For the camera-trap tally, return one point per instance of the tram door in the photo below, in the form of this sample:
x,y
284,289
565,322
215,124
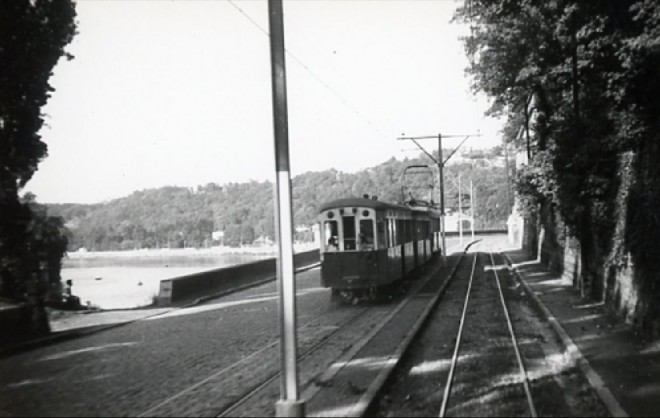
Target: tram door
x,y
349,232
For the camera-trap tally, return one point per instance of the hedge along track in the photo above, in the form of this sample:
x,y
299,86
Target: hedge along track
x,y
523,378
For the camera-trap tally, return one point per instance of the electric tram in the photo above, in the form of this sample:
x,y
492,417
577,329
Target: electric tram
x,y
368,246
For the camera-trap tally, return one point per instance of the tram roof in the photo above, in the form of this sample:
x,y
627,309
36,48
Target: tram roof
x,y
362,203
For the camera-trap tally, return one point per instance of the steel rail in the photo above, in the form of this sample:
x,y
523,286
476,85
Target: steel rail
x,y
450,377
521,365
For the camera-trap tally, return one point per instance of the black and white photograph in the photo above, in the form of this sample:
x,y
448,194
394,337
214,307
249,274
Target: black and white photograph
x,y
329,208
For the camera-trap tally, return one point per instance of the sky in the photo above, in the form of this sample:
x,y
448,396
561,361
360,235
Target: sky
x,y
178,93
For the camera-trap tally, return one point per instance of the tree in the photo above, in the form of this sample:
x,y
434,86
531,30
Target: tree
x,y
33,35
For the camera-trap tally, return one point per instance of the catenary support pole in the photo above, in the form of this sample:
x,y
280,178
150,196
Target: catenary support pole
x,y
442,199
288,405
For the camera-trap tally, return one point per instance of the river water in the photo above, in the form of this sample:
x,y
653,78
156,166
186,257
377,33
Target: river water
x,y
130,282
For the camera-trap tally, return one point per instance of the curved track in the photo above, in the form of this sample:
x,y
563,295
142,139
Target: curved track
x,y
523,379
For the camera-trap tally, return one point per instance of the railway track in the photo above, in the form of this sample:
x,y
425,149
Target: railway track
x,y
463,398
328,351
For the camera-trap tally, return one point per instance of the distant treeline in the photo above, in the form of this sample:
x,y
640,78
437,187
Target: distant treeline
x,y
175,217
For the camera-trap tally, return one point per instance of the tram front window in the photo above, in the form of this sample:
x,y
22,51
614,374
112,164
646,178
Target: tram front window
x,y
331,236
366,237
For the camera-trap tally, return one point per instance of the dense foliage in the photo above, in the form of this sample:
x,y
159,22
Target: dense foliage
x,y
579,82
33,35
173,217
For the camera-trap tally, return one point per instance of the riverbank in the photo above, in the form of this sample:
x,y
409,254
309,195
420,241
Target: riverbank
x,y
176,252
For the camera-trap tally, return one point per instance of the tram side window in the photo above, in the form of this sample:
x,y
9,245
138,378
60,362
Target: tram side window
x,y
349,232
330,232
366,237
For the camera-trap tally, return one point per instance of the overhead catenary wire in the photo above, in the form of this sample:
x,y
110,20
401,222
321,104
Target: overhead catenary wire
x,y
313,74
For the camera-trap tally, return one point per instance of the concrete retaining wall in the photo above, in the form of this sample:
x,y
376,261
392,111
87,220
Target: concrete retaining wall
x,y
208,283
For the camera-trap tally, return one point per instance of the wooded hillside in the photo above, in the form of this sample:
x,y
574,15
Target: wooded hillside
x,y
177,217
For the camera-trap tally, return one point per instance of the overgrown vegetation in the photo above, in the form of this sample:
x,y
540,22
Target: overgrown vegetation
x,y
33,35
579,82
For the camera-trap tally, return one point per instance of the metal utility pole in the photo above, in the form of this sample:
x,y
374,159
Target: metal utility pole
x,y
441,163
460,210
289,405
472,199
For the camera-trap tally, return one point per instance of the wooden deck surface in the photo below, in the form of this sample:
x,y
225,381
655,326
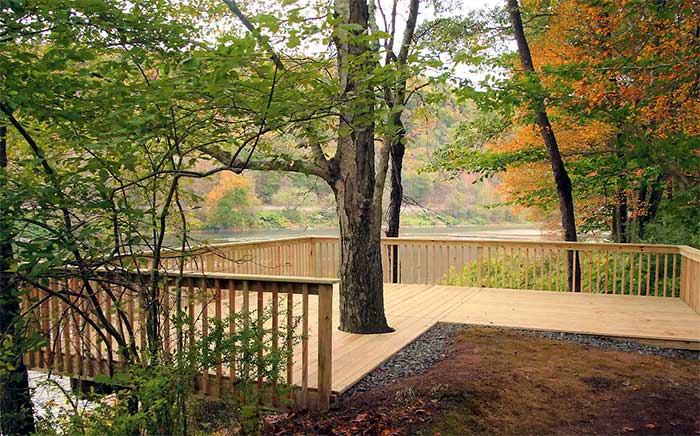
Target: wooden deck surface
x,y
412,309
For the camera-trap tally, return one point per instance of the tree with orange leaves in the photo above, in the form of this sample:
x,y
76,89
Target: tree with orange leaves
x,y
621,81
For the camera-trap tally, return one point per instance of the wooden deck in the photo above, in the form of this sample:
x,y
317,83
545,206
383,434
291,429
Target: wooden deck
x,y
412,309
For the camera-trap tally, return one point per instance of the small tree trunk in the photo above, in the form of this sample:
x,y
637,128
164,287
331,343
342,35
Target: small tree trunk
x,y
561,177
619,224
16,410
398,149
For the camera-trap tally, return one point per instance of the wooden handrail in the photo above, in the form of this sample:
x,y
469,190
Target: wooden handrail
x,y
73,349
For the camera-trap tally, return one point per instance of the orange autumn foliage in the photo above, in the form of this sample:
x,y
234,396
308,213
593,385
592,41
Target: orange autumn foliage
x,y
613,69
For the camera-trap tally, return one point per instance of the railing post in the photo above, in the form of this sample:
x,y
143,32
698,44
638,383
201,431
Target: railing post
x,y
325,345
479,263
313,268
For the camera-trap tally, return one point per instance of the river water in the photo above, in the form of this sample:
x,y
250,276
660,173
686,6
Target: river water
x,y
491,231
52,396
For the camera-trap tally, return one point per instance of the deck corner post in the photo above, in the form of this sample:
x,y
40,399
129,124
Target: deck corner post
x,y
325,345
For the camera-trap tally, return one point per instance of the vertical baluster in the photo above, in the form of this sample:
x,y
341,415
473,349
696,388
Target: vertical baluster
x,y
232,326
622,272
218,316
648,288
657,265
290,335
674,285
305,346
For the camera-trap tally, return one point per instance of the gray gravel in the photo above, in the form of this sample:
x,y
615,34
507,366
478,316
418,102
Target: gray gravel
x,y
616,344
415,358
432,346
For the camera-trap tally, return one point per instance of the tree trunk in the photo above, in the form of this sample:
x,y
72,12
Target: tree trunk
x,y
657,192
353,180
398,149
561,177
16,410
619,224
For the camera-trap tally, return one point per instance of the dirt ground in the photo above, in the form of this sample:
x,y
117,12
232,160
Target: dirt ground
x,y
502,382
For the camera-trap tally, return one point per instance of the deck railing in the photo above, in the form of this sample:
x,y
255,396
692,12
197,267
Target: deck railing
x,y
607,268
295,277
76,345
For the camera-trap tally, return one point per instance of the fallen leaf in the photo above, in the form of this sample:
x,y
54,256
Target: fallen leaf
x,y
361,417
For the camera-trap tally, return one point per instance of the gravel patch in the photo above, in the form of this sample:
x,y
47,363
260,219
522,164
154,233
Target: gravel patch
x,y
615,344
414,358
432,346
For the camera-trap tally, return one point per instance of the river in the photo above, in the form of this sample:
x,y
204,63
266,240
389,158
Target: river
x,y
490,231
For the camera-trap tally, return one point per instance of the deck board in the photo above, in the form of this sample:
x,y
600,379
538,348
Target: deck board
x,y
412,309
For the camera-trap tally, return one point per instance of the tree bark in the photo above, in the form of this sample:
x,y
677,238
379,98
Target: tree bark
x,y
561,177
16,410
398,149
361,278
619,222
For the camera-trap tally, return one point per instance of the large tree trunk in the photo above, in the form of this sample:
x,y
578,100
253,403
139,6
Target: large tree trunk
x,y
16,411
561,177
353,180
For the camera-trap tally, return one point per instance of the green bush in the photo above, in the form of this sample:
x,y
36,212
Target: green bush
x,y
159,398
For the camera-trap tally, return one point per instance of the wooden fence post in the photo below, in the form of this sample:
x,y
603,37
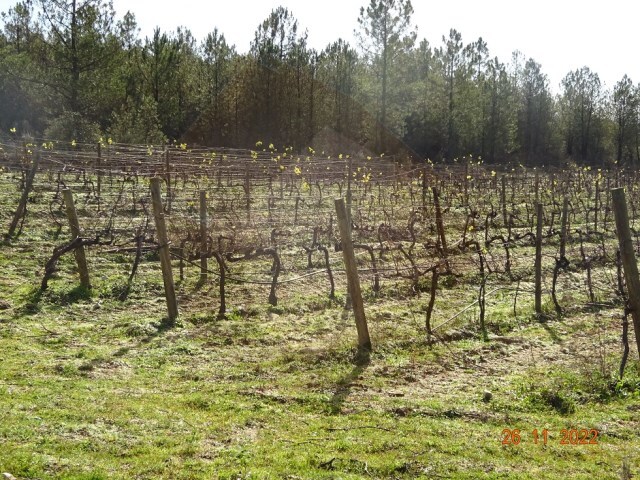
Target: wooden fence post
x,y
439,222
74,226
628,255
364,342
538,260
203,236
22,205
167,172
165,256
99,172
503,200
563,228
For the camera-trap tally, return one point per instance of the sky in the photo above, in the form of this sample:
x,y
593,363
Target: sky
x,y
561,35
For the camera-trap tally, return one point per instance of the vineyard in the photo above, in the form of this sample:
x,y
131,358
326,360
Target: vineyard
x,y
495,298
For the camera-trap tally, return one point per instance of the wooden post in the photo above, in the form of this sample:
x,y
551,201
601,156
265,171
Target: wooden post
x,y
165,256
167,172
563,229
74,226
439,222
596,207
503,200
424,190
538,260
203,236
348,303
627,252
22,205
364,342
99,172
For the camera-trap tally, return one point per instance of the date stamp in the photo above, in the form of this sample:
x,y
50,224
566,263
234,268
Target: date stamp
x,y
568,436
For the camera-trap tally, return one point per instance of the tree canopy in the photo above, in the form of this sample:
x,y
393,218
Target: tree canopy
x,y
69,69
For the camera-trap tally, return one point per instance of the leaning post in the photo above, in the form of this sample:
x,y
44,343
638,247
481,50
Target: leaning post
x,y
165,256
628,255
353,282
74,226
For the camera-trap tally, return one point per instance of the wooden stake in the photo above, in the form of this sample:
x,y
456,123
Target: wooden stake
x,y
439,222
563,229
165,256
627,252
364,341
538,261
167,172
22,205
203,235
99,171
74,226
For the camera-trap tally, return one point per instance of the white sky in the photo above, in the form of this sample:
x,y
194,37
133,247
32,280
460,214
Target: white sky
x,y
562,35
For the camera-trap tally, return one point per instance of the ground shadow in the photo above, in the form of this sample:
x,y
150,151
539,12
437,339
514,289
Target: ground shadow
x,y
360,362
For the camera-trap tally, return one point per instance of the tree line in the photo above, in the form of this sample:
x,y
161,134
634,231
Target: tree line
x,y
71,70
****************************************
### Work to do
Beginning at the line that contains "of the date", retype each line of the listing up to and including the last one, exactly as it stands, and nothing else.

### Answer to the task
For the camera-trap tally, return one point per instance of the date stamp in the photo above, in the form of this sample:
x,y
50,224
566,263
234,268
Target: date stamp
x,y
568,436
For the camera-trap tally, return one point per instance of the tree canopy in the photo above, in the form of this sample:
x,y
393,218
Target: tree canopy
x,y
69,69
For the camera-trap tally, return one point per instance of the leaning post in the photo above, in the form of this sample:
x,y
44,343
638,247
481,50
Target: leaning post
x,y
165,256
628,255
353,282
74,226
For the camera-trap tally, return one point per instance of the wooden stake in the photo above, in the form of this sample:
x,y
456,123
Target: wooden stake
x,y
439,222
563,229
165,256
627,252
364,341
538,261
167,172
22,205
203,235
99,171
74,226
For the camera-trap tally, return one point per instance of the white sky in the photo above, in the form of this sample:
x,y
194,37
133,247
32,280
460,214
Target: white sky
x,y
562,35
For the camera-trap tally, return one point per instance of the ground shadow in the photo above, in the form of this sample:
x,y
150,151
539,12
437,339
514,289
Target: ground shadow
x,y
360,362
For the camera-trap tally, return one point per instance of the tree line in the photo above, in the form of this sample:
x,y
161,134
634,231
Target: tree line
x,y
71,70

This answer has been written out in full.